Records from a dataset
• • • • • • •

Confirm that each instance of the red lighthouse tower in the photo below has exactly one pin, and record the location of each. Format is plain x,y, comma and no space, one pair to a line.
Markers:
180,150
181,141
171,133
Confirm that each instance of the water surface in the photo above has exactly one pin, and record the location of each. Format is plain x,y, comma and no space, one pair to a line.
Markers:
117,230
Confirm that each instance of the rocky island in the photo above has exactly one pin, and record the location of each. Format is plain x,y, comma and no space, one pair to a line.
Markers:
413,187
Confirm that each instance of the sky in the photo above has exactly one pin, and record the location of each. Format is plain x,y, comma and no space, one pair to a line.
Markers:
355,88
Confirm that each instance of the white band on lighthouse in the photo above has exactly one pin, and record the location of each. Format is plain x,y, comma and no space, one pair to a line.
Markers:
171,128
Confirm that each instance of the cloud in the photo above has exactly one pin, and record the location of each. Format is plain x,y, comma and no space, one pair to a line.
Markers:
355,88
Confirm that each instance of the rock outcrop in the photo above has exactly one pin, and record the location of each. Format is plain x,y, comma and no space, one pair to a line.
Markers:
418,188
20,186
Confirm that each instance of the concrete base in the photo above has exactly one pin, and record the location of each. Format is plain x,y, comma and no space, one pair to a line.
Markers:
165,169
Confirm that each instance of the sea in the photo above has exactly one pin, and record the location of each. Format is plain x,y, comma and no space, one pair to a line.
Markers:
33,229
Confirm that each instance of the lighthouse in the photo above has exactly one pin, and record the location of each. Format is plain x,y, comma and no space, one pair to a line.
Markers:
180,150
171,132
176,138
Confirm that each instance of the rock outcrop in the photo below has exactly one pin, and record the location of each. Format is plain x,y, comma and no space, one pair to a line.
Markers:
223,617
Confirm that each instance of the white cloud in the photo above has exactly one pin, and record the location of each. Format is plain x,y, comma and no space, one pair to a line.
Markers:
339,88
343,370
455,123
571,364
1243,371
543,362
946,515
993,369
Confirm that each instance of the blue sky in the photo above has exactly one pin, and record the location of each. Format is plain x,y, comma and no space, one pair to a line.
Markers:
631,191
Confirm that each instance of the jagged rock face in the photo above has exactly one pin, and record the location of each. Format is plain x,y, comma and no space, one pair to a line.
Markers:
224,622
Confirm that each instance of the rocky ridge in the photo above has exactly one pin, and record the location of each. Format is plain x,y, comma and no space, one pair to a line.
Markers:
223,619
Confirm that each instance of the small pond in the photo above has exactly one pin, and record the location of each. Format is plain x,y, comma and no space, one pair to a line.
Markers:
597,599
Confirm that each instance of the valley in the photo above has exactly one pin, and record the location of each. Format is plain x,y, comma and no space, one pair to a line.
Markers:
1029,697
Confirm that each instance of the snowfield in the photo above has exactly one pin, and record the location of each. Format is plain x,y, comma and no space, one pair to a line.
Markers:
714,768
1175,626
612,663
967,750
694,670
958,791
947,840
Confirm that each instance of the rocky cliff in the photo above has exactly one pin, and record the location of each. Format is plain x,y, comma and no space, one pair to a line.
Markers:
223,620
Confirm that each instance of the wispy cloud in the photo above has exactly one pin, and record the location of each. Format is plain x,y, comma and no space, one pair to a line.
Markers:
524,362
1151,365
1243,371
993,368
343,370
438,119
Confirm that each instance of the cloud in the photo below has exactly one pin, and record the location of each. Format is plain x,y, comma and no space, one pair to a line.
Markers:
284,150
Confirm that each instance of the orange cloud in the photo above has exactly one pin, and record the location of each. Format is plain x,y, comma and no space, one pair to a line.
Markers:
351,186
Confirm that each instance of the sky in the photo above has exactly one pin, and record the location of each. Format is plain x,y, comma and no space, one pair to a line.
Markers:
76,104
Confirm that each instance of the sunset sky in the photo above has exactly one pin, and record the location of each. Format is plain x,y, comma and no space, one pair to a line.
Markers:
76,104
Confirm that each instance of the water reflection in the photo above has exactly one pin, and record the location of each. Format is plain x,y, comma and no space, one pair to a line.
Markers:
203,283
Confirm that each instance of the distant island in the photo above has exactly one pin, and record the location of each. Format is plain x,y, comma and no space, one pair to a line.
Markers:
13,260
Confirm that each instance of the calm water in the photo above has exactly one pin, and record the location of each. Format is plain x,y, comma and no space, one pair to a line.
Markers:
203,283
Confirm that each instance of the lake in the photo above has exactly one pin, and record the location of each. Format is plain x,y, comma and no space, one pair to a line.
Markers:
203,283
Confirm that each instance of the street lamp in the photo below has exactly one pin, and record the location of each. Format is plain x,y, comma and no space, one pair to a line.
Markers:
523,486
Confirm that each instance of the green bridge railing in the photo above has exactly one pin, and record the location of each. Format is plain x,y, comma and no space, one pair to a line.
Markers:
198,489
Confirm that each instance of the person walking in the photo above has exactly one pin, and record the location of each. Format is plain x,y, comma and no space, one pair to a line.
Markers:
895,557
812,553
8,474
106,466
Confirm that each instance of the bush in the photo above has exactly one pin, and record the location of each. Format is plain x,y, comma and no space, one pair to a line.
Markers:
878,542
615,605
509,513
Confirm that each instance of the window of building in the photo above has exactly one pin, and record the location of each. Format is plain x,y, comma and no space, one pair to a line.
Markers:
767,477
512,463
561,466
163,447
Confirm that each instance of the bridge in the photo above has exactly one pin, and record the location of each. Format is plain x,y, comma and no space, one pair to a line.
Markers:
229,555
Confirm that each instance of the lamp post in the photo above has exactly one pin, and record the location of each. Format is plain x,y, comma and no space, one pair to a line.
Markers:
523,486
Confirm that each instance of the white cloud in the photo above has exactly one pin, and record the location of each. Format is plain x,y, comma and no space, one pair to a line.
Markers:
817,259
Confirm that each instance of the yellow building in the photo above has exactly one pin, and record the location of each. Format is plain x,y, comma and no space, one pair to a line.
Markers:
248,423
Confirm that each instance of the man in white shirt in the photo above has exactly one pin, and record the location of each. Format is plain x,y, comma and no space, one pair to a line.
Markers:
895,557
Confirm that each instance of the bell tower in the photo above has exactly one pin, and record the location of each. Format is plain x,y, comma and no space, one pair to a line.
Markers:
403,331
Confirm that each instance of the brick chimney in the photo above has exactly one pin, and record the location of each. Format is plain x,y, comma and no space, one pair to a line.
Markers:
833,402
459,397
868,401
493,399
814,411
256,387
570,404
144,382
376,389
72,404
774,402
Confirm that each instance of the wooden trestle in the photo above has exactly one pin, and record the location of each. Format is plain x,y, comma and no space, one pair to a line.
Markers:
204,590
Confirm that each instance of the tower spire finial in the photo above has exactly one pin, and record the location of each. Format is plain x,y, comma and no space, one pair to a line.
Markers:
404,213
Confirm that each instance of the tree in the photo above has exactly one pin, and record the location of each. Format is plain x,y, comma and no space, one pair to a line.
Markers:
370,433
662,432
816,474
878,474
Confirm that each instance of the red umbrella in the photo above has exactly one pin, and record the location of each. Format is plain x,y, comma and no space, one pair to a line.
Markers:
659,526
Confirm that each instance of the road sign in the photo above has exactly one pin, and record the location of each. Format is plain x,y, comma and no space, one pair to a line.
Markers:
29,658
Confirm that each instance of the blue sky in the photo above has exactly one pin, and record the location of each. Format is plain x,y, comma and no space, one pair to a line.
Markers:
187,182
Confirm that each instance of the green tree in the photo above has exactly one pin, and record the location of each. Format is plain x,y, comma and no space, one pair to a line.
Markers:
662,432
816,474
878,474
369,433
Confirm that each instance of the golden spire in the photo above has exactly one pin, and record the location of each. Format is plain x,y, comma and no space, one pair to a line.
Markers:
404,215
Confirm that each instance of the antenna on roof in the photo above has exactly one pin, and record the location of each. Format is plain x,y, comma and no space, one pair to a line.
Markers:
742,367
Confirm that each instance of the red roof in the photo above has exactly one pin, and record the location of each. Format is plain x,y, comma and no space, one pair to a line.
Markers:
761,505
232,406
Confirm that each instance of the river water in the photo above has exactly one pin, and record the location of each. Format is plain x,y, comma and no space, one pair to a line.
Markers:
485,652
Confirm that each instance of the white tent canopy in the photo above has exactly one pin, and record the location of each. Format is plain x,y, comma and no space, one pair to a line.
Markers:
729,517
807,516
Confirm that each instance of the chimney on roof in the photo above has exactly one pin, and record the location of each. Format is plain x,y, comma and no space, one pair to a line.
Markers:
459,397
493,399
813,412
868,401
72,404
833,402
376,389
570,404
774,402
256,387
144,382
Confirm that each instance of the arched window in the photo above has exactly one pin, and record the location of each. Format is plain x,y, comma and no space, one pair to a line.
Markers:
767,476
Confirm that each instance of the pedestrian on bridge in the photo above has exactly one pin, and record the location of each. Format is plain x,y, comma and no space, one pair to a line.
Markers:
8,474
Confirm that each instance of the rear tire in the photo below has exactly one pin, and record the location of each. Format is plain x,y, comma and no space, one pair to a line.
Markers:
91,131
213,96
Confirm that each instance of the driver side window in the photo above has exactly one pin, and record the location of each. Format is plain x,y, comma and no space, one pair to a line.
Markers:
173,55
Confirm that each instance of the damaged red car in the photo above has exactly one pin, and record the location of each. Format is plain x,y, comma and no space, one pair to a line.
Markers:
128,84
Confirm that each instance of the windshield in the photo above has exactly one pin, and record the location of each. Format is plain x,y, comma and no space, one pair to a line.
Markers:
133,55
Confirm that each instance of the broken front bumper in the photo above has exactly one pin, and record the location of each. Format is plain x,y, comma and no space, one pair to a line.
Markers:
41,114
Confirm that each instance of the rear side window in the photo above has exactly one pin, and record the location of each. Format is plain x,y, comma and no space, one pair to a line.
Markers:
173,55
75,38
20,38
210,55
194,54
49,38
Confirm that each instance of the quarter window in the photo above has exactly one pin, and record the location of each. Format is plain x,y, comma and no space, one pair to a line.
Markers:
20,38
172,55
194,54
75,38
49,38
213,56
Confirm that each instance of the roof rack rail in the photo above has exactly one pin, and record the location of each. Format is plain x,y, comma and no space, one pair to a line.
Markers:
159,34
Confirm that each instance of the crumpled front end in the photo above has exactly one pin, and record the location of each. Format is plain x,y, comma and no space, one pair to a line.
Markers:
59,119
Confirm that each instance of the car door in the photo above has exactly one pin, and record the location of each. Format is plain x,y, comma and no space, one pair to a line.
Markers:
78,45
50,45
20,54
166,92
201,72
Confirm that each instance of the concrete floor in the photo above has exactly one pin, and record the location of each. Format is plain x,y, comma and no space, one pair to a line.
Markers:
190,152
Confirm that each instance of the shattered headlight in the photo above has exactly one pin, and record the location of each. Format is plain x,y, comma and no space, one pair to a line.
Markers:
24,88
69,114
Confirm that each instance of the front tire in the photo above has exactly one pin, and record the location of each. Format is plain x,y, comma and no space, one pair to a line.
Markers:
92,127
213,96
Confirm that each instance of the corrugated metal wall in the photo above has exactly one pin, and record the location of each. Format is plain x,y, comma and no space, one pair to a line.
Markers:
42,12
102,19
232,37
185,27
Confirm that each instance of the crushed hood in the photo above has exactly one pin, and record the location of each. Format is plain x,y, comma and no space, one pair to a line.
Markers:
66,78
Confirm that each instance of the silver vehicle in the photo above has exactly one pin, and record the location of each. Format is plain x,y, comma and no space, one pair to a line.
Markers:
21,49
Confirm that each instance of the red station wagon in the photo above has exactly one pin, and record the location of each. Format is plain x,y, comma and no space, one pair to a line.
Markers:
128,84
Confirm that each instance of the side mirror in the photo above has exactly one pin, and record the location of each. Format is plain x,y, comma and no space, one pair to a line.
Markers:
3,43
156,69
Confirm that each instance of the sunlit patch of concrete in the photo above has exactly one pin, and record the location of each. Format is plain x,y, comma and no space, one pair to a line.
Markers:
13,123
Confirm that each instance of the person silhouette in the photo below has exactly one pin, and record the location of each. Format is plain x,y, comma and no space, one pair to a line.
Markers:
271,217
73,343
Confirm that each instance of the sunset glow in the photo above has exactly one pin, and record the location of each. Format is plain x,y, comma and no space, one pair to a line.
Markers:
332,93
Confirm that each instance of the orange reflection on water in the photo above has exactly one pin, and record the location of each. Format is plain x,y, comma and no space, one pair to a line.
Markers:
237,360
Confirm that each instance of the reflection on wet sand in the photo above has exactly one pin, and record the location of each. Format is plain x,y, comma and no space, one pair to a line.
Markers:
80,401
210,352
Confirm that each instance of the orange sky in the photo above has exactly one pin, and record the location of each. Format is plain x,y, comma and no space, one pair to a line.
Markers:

• • • • • • •

Format the lines as a Markdown table with the columns Row and Line. Start at the line containing "Confirm that each instance of the person silhouette", continue through the end of the records, and skip any blank lines.

| Row | Line |
|---|---|
| 1 | Confirm that each instance of the person silhouette in the photo below has exactly one pin, and record the location of each. Format is plain x,y, comma and no space, one pair to a line. |
| 2 | Markers: |
| 3 | 271,217 |
| 4 | 73,343 |
| 5 | Confirm that each instance of the sunset glow in the photo above has exactly one pin, and record the location of each. Format is plain x,y, comma and no space, one pair to a line. |
| 6 | Markers: |
| 7 | 332,93 |
| 8 | Confirm that each instance of the orange reflection on water in the photo above has exactly one pin, and record the location of each. Format is plain x,y, comma and no space, one pair to a line. |
| 9 | Markers: |
| 10 | 237,360 |
| 11 | Confirm that each instance of the reflection on wet sand in the photo above has exactly one pin, and record the location of each. Format is plain x,y, comma and no space, one pair to a line. |
| 12 | Markers: |
| 13 | 80,401 |
| 14 | 210,352 |
| 15 | Confirm that each instance of the orange sky in the photo above has exactly one pin, and record the location of each. Format is plain x,y, comma and no space, one pair to a line. |
| 16 | Markers: |